Input records ->
----
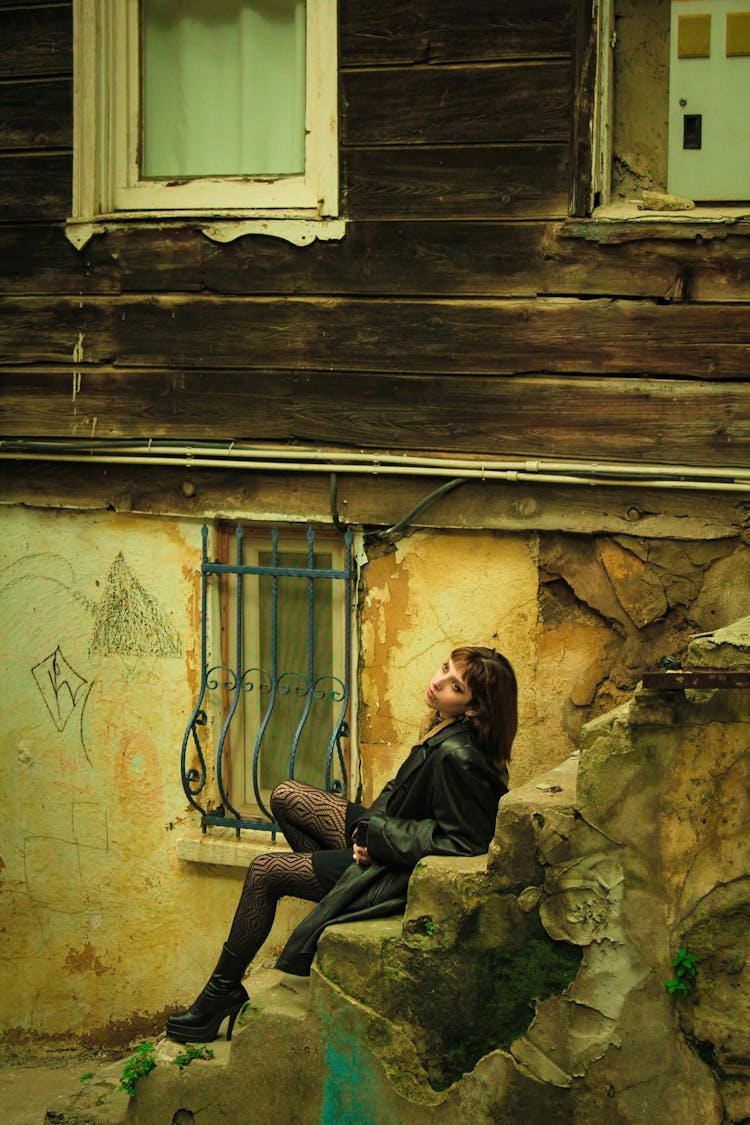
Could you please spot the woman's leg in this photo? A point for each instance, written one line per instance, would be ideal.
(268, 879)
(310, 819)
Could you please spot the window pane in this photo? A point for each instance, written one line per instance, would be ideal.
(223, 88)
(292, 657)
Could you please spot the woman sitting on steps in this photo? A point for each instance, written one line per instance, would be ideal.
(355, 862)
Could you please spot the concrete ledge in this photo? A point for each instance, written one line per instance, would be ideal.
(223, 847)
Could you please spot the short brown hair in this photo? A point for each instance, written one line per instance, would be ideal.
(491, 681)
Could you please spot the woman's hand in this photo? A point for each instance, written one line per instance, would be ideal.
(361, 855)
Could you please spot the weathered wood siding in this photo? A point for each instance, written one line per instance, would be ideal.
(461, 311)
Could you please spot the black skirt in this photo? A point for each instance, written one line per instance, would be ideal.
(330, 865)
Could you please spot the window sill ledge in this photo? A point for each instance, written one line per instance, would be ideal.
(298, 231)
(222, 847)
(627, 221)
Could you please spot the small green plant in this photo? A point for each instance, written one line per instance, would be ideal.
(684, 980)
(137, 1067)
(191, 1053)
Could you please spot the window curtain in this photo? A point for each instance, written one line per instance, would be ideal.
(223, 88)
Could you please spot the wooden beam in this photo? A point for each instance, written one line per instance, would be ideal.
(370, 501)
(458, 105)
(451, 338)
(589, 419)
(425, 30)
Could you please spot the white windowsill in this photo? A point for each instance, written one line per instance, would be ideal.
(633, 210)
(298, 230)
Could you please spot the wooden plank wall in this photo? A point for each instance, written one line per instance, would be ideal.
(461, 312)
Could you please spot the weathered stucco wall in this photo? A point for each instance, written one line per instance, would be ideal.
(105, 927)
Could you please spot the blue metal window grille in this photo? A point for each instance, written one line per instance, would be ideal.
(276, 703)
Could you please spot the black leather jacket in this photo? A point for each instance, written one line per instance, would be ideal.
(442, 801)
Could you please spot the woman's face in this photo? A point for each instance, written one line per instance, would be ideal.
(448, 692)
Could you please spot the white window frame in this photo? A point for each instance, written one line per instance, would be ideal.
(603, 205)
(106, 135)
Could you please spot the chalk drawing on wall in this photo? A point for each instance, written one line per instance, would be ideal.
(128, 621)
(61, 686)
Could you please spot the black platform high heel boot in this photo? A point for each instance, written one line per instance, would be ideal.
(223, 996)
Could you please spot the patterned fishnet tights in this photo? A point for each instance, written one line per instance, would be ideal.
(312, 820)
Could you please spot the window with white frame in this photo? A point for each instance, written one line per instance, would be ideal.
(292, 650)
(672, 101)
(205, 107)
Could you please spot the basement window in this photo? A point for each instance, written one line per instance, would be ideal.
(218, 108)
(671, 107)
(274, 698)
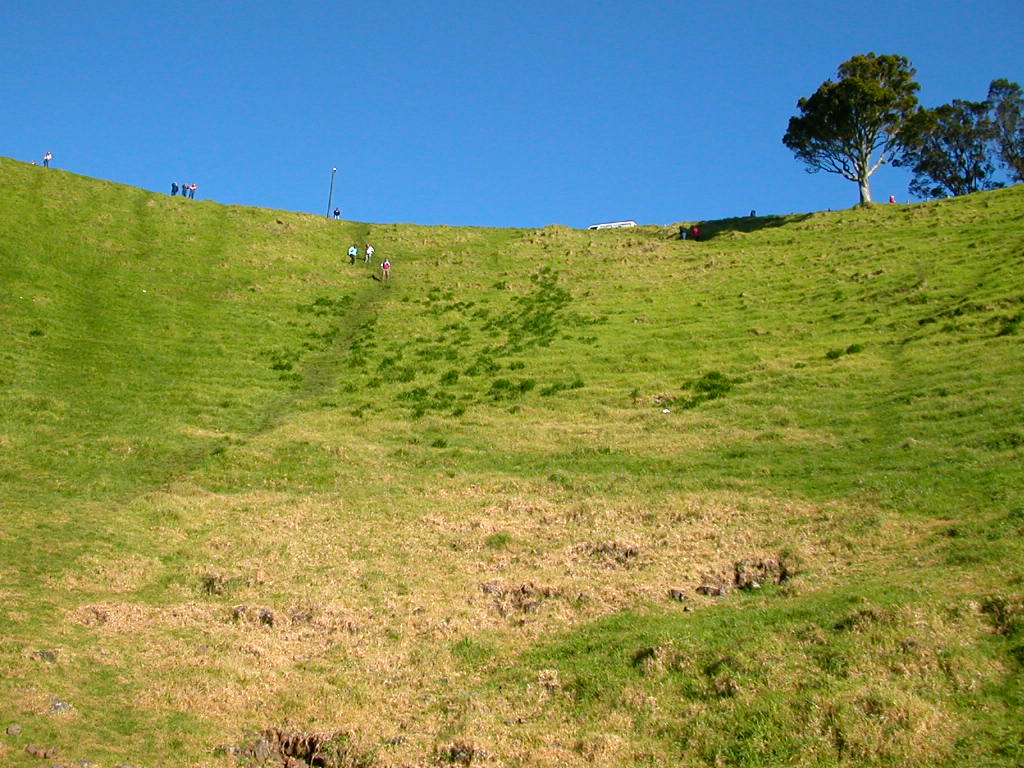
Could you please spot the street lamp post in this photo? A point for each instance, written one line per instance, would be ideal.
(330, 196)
----
What the task requires ->
All that is required is an exact reproduction of the lines from the one containing "Could you please spot the white window frame" to the final line of the listing above, pictures omitted.

Response box ->
Could you please spot the white window frame in this photo? A point for each instance, written one line per instance, would be ideal.
(603, 205)
(106, 135)
Could you please spot the chalk drawing on wall in this photo? A point for each instance, written one line per instance, would be ideal.
(128, 621)
(61, 686)
Could you please spot the black platform high heel boot in this photo? A point for each instance, written one line per instance, would be ideal.
(223, 996)
Could you please spot the patterned fishnet tights in this photo? A point for each instance, written one line per instance, would be ideal.
(312, 820)
Could you please spot the window with white frame in this photo? A point for each instance, written one line per instance, would be ideal.
(292, 650)
(672, 101)
(205, 107)
Could you please spot the basement window in this photo? A point for each instance, written one line per instance, would be ideal.
(218, 108)
(671, 107)
(274, 698)
Could you please spot the street lamp post in this photo? A point for each instance, written one line per instance, would be ideal.
(330, 196)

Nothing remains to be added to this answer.